(PAGE TEXT):

Table 1. Service states
State Description

continue_pending

The service is in the process of resuming after a pause.

pause_pending

The service is in the process of pausing.

paused

The service has temporarily paused operation while maintaining its internal state. The service either resumes or completely ceases operation on receipt of a continue or stop signal respectively.

running

The service is operational. In this state, the service is expected to be fully functional. It transitions into this state upon receipt of a start signal while in a stopped state, or a continue signal while in a paused state.

start_pending

The service is in the process of starting up.

stop_pending

The service is in the process of stopping.

stopped

The service is not operational. This is the initial state of a service and also the state services transition into upon receipt of a stop control signal.

When retrieving service information, any of the states may be returned. However, when implementing a service in Tcl, the programmer only has to deal with the states stopped, running, and paused. The other states are managed internally which simplifies the state machine the application has to implement.

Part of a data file
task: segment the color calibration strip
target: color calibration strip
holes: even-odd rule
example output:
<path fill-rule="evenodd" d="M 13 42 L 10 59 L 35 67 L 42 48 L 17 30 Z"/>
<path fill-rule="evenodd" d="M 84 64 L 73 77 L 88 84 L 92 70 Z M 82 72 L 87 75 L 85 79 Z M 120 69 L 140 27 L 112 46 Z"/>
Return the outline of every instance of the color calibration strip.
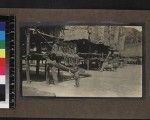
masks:
<path fill-rule="evenodd" d="M 0 22 L 0 84 L 6 81 L 5 22 Z"/>

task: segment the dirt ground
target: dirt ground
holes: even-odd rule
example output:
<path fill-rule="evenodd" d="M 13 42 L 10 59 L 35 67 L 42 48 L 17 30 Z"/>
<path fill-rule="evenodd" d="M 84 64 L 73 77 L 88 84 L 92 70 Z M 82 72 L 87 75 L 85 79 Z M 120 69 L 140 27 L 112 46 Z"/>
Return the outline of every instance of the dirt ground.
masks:
<path fill-rule="evenodd" d="M 142 66 L 128 65 L 110 71 L 86 71 L 91 77 L 80 79 L 80 86 L 68 80 L 57 85 L 45 81 L 23 81 L 23 96 L 56 97 L 142 97 Z"/>

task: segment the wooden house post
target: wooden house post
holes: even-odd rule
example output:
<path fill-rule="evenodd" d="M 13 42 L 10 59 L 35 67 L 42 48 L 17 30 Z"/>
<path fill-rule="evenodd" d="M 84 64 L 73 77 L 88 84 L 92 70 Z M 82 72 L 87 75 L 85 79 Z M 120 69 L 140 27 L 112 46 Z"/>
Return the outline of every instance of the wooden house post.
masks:
<path fill-rule="evenodd" d="M 27 82 L 30 83 L 30 63 L 29 63 L 29 53 L 30 53 L 30 32 L 27 30 L 26 33 L 27 43 L 26 43 L 26 78 Z"/>

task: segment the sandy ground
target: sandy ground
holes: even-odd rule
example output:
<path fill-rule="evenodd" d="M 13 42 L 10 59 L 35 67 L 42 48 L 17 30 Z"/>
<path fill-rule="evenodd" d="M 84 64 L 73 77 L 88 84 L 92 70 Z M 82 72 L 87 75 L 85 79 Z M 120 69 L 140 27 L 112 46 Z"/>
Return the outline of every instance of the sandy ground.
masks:
<path fill-rule="evenodd" d="M 116 72 L 86 71 L 91 77 L 81 78 L 80 87 L 74 87 L 75 81 L 69 80 L 57 85 L 33 81 L 23 82 L 24 96 L 57 97 L 141 97 L 142 66 L 129 65 L 118 68 Z"/>

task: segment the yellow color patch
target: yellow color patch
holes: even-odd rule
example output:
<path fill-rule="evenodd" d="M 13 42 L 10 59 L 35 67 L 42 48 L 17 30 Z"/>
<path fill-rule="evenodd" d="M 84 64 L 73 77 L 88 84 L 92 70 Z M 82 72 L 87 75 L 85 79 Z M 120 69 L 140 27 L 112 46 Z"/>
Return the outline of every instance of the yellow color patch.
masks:
<path fill-rule="evenodd" d="M 5 58 L 5 49 L 0 49 L 0 58 Z"/>

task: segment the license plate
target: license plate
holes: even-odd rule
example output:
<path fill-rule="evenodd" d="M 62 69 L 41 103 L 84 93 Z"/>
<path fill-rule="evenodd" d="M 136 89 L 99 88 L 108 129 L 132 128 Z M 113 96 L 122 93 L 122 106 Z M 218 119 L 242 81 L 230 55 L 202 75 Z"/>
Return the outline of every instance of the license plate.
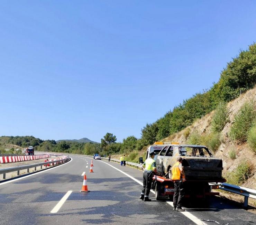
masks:
<path fill-rule="evenodd" d="M 165 188 L 165 192 L 174 192 L 174 188 Z"/>

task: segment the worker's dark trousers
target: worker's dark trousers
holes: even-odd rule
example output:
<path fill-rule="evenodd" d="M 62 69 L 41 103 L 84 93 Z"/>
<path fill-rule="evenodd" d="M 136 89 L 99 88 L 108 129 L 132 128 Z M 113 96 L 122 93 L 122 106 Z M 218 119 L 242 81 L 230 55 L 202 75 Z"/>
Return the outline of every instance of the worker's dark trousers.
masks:
<path fill-rule="evenodd" d="M 148 197 L 151 187 L 152 178 L 150 178 L 148 176 L 151 172 L 144 172 L 143 173 L 143 189 L 141 191 L 141 194 L 145 195 L 145 197 Z"/>
<path fill-rule="evenodd" d="M 174 194 L 173 195 L 173 207 L 177 208 L 181 208 L 182 200 L 185 195 L 183 182 L 174 182 Z"/>

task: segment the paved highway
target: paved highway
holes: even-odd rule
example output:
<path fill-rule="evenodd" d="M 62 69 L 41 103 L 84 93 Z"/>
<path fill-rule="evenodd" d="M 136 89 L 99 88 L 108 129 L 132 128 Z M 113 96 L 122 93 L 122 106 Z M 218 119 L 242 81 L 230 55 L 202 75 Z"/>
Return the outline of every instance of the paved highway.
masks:
<path fill-rule="evenodd" d="M 152 193 L 153 201 L 144 202 L 138 198 L 141 171 L 93 160 L 94 172 L 89 173 L 91 159 L 72 158 L 60 166 L 0 183 L 0 224 L 218 224 L 201 219 L 220 225 L 256 223 L 255 214 L 217 197 L 207 208 L 184 213 L 173 211 L 172 202 L 154 200 Z M 88 193 L 80 192 L 84 172 Z"/>

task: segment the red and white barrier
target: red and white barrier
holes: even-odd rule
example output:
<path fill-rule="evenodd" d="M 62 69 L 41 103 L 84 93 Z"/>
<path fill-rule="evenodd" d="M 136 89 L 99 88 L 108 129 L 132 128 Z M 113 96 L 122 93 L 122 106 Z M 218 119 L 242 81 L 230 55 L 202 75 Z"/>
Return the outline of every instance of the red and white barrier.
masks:
<path fill-rule="evenodd" d="M 49 154 L 37 155 L 36 156 L 0 156 L 0 163 L 8 163 L 36 160 L 45 159 L 51 157 Z"/>

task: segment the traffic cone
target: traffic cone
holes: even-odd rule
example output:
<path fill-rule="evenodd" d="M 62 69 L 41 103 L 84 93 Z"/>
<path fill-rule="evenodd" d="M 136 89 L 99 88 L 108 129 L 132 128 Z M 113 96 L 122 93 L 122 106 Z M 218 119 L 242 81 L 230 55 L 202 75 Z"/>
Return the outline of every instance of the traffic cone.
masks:
<path fill-rule="evenodd" d="M 91 165 L 91 168 L 90 168 L 90 173 L 93 173 L 93 171 L 92 171 L 92 165 Z"/>
<path fill-rule="evenodd" d="M 83 183 L 83 186 L 82 187 L 82 190 L 80 191 L 80 192 L 90 192 L 88 190 L 87 185 L 86 184 L 86 175 L 85 174 L 84 176 L 84 181 Z"/>

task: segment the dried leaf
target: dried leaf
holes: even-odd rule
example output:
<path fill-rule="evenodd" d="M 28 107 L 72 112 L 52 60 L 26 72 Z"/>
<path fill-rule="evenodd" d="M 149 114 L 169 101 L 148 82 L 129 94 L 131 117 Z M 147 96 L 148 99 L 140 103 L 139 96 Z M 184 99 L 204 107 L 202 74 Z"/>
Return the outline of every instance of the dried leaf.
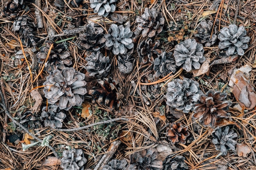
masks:
<path fill-rule="evenodd" d="M 42 166 L 54 166 L 60 165 L 61 159 L 58 159 L 55 157 L 48 157 L 46 160 L 42 162 Z"/>
<path fill-rule="evenodd" d="M 89 119 L 92 116 L 92 112 L 90 108 L 92 106 L 88 102 L 82 104 L 83 109 L 82 109 L 82 113 L 81 113 L 81 117 L 83 117 L 85 119 Z"/>
<path fill-rule="evenodd" d="M 250 147 L 246 144 L 237 144 L 236 151 L 238 157 L 247 157 L 247 155 L 252 151 Z"/>
<path fill-rule="evenodd" d="M 207 73 L 209 71 L 210 59 L 207 57 L 205 58 L 205 61 L 202 64 L 199 70 L 192 70 L 194 77 L 197 77 Z"/>
<path fill-rule="evenodd" d="M 153 116 L 155 117 L 157 117 L 159 118 L 159 119 L 163 121 L 164 122 L 165 122 L 166 120 L 166 117 L 165 115 L 160 115 L 160 113 L 158 112 L 153 112 Z"/>

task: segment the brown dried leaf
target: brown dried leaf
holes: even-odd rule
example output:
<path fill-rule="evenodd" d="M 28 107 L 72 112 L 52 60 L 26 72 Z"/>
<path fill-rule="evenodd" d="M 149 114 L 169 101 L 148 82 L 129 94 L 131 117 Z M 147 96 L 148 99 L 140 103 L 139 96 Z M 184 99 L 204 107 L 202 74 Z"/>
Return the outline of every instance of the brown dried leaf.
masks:
<path fill-rule="evenodd" d="M 237 144 L 236 151 L 238 157 L 247 157 L 248 154 L 252 152 L 250 147 L 245 143 Z"/>
<path fill-rule="evenodd" d="M 55 157 L 48 157 L 47 159 L 42 163 L 42 166 L 54 166 L 61 165 L 61 159 L 58 159 Z"/>
<path fill-rule="evenodd" d="M 194 77 L 197 77 L 207 73 L 209 71 L 210 66 L 209 63 L 210 61 L 210 58 L 205 58 L 205 61 L 201 65 L 200 68 L 198 70 L 192 70 Z"/>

(WRITTEN TASKS):
A. Answer these questions about the service states text:
(i) What is the initial state of a service?
(ii) Which signal, received while in a paused state, moves a service into the running state?
(iii) When implementing a service in Tcl, which three states does the programmer have to deal with?
B. Carry on the service states text, starting after its final sentence.
The material is not needed for anything here.

(ANSWERS TO EACH TASK):
A.
(i) Stopped.
(ii) A continue signal.
(iii) Stopped, running, and paused.

B.
2.3. Control signals

The primary requirement when running as a service under the control of the SCM is that the program must receive and respond to control signals and update its status. Thanks to the Tcl event loop this is fairly straighforward to do.

Service control signals lists the signals that may be received by a service. A service can specify which signals it supports as part of its start-up configuration.

Table 2. Service control signals
Control signal Description

continue

Sent to a paused service to resume operation.

interrogate

Sent to request a status update. Applications will not see this control signal as it is dealth with internally by the package.

pause

Sent to temporarily pause operation while maintaining state.

shutdown

Sent to indicate that the system is shutting down.

start

Sent to start the service.

stop

Sent to stop the service.

When the SCM sends a control signal, the service must respond by reporting its state to the SCM through update_service_status. This new state may or may not be the same as the current state.

2.4. Control notifications

In addition to control signals, the SCM may also send notifications to a service. These are listed in Service control notifications. Unlike for signals, a service does not need to explicitly respond or report its status to the SCM in response to a notification.

Table 3. Service control notifications
Notification Description

all_stopped

Sent when all services within a single process have been stopped.

hardwareprofilechange

Sent whenever there is a change in the system hardware profile, for example a new device being attached.

paramchange

Sent when one of the service configuration parameters has been modified. Indicates to the service that it should read its configuration information again.

netbindadd, netbinddisable, netbindenable, netbindremove

Sent for changes related to network bindings.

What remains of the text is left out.